> [WORK TO BE COMPLETED] Rewrite the lines from the one containing "[segment] **woman's finger**" through the one containing "Mark the region of every instance of the **woman's", swapping "ring rule" for "fill rule" and leaving everything else untouched.

*-*-*

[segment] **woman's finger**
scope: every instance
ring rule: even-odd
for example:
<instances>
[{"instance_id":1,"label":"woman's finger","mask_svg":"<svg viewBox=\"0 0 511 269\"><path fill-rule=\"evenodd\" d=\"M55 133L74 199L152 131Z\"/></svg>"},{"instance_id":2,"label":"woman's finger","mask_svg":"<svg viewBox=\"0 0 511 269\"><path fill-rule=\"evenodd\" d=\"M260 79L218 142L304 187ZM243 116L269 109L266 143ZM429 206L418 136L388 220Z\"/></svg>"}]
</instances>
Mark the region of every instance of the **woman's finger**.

*-*-*

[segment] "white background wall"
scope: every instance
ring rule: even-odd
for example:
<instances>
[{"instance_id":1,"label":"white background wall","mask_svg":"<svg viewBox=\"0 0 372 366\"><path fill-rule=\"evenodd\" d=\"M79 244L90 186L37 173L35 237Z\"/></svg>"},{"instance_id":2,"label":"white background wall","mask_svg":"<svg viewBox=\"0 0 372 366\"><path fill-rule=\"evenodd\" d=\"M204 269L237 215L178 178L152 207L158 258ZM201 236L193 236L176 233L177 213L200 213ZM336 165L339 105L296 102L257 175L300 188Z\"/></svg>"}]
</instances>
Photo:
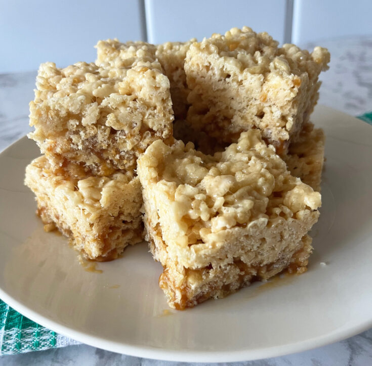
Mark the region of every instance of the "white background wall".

*-*-*

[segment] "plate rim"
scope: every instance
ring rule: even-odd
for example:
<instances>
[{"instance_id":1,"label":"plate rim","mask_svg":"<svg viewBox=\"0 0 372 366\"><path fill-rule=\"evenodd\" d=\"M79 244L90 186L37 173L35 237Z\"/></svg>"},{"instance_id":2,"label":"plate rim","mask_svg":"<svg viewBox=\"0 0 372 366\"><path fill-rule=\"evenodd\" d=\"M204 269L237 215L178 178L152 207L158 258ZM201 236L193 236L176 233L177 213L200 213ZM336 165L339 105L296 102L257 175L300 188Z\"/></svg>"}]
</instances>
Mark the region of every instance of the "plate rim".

*-*-*

> [COMPLETE ANSWER]
[segment] **woman's finger**
scope: every instance
fill rule: even-odd
for example:
<instances>
[{"instance_id":1,"label":"woman's finger","mask_svg":"<svg viewBox=\"0 0 511 269\"><path fill-rule=\"evenodd\" d=\"M55 133L74 199L152 131Z\"/></svg>"},{"instance_id":2,"label":"woman's finger","mask_svg":"<svg viewBox=\"0 0 511 269\"><path fill-rule=\"evenodd\" d=\"M260 79L218 142L304 187ZM243 116L269 109L266 143ZM429 206L418 136L388 220Z\"/></svg>"}]
</instances>
Mark the region of every instance of the **woman's finger**.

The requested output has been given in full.